▶ [MATERIAL FOR THIS TASK]:
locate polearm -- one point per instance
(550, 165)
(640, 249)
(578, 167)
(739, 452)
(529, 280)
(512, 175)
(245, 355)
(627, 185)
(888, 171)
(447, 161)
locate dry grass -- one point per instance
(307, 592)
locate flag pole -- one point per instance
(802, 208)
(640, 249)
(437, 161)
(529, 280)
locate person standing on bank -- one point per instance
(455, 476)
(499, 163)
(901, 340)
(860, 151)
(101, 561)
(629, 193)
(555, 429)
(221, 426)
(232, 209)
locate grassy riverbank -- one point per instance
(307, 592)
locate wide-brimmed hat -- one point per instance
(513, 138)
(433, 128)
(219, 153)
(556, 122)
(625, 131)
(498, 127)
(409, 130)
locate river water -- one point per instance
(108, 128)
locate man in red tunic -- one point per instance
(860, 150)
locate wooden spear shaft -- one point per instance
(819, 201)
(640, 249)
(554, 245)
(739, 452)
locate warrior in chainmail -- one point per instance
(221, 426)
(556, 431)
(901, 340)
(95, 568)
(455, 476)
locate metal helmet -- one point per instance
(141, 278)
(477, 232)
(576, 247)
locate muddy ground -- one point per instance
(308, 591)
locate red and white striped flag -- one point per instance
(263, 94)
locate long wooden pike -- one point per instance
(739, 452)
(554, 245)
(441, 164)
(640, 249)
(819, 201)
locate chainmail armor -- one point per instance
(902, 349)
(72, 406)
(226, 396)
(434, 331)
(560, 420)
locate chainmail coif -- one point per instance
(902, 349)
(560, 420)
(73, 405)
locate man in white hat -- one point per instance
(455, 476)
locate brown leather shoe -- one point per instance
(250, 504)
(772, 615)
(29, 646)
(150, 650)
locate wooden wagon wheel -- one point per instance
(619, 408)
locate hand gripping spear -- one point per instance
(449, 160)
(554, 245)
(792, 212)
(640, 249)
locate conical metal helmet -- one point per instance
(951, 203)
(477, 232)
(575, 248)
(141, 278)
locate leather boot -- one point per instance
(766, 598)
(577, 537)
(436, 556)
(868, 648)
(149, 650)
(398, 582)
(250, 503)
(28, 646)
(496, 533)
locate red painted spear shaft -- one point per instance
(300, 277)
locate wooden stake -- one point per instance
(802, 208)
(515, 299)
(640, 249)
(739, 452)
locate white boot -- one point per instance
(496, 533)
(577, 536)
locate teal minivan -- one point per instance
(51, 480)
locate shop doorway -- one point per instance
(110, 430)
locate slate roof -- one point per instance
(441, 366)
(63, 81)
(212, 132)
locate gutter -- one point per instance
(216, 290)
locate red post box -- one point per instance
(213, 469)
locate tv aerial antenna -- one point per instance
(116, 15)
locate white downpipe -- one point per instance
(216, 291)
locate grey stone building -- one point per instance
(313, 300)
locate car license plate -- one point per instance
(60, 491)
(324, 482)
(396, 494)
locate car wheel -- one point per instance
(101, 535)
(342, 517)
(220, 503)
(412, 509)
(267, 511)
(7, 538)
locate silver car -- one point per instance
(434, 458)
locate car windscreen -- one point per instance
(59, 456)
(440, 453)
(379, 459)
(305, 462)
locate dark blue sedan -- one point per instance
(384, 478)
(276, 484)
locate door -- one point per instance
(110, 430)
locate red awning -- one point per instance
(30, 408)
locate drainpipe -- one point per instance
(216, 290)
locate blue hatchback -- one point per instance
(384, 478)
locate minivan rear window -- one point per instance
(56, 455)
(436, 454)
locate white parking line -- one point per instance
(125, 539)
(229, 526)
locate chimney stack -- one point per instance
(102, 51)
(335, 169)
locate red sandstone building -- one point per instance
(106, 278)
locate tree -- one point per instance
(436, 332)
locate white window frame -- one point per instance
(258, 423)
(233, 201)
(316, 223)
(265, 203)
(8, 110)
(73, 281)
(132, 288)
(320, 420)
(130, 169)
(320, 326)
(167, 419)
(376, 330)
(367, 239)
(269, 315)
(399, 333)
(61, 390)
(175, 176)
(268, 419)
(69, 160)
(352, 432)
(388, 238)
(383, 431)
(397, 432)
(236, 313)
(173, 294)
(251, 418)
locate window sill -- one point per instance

▶ [WORK TO COMPLETE]: Transcribe the data word for word, starting at the line that contains "locate dark blue" and ending at the final line of the data.

▶ [TASK SOLUTION]:
locate dark blue sedan -- one point per instance
(384, 478)
(276, 484)
locate door -- one point per instance
(110, 430)
locate red awning -- one point per instance
(30, 408)
locate drainpipe -- one point per instance
(216, 290)
locate blue hatchback -- one point per instance
(384, 478)
locate minivan rear window -- one point per instance
(56, 455)
(436, 454)
locate white parking line -- one point per instance
(125, 539)
(229, 526)
locate chimney stack -- one point per instance
(102, 51)
(335, 169)
locate red sandstone building -- one point per instance
(106, 278)
locate tree -- one point per instance
(436, 332)
locate white window frame -- one point per instance
(258, 423)
(233, 201)
(316, 223)
(265, 203)
(8, 110)
(73, 281)
(132, 288)
(320, 420)
(130, 169)
(320, 326)
(167, 419)
(376, 330)
(367, 239)
(269, 315)
(399, 333)
(61, 390)
(175, 176)
(268, 419)
(69, 160)
(352, 432)
(388, 238)
(383, 431)
(397, 432)
(236, 313)
(173, 294)
(251, 418)
locate window sill -- one point per instance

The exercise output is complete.